▸ Document excerpt
Most Helpful Customer Reviews
5 of 5 people found the following review helpful
Format:Hardcover
As I was reading this book I was agreeing with a review I had read that suggested that its content was far more serious, more profound even, than its provocatively silly title implied. By the time I had finished I was veering back towards judging the book by its cover, or more specifically its title. On further reflection still - and this book has provoked my continuing attention - I am back somewhere between these two positions.

Bayard is a French Literature academic and he has written a playful treatise into the nature of reading, illustrated by examination of a number of very disparate texts. He asks the seemingly simple question `What does it mean to say one has read a book?' and follows this up by presenting a number of challenges to the most obvious answers. If we have `read' a book but have forgotten everything about it, maybe even forgotten that we have ever had any contact with it, then in what sense do we mean that we have `read' it? Conversely, if we have, say, read a detailed review of another, or heard it discussed somewhere, or if it is among those publications that have seeped into so many crevices in our culture, and we are perhaps therefore conversant with many of its features, in what sense can we be said `not to have read' it, especially by comparison to the first, forgotten volume?

"The uncertainty of the border between reading and not reading will lead me to reflect more generally on the ways we interact with books" Bayard states in his Preface and this he then does wittily and, for me, for the most part, engagingly for the best part of 200 pages.

▸ Entries shown

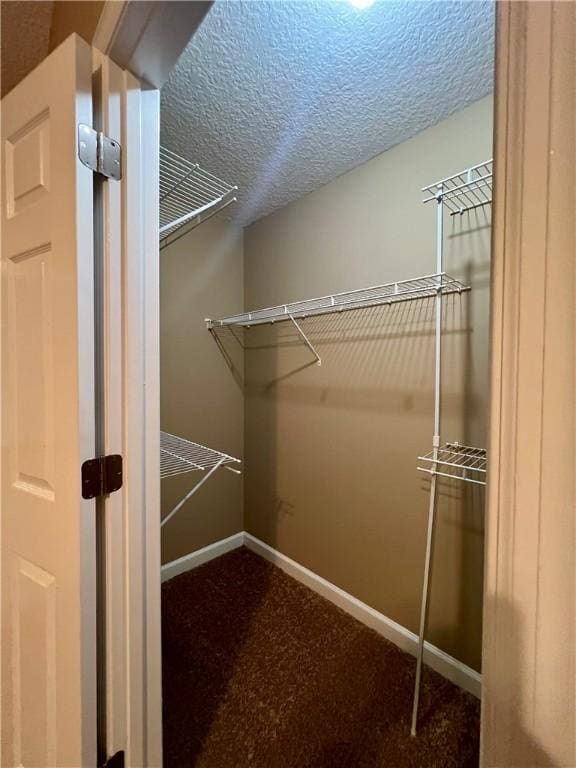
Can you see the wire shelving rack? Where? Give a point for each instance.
(464, 191)
(188, 194)
(179, 456)
(457, 194)
(462, 462)
(424, 287)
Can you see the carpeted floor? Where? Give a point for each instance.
(259, 671)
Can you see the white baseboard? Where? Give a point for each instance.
(201, 556)
(443, 663)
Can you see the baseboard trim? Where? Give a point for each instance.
(443, 663)
(201, 556)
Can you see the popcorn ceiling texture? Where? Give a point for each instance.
(281, 97)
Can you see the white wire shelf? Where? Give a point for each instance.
(188, 193)
(389, 293)
(462, 462)
(464, 191)
(178, 456)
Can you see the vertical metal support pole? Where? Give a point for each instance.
(435, 446)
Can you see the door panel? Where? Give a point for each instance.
(48, 545)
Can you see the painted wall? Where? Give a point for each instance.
(331, 451)
(201, 398)
(80, 16)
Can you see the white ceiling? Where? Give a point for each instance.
(25, 38)
(280, 97)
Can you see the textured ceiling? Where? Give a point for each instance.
(25, 38)
(280, 97)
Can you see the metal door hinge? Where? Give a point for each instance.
(101, 476)
(116, 761)
(99, 153)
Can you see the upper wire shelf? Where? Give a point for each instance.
(462, 462)
(389, 293)
(187, 192)
(178, 455)
(464, 191)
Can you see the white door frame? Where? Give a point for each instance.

▸ Your objective
In the book review, what academic field is Bayard said to work in? The lines have no connection to the text.

▸ Response
French Literature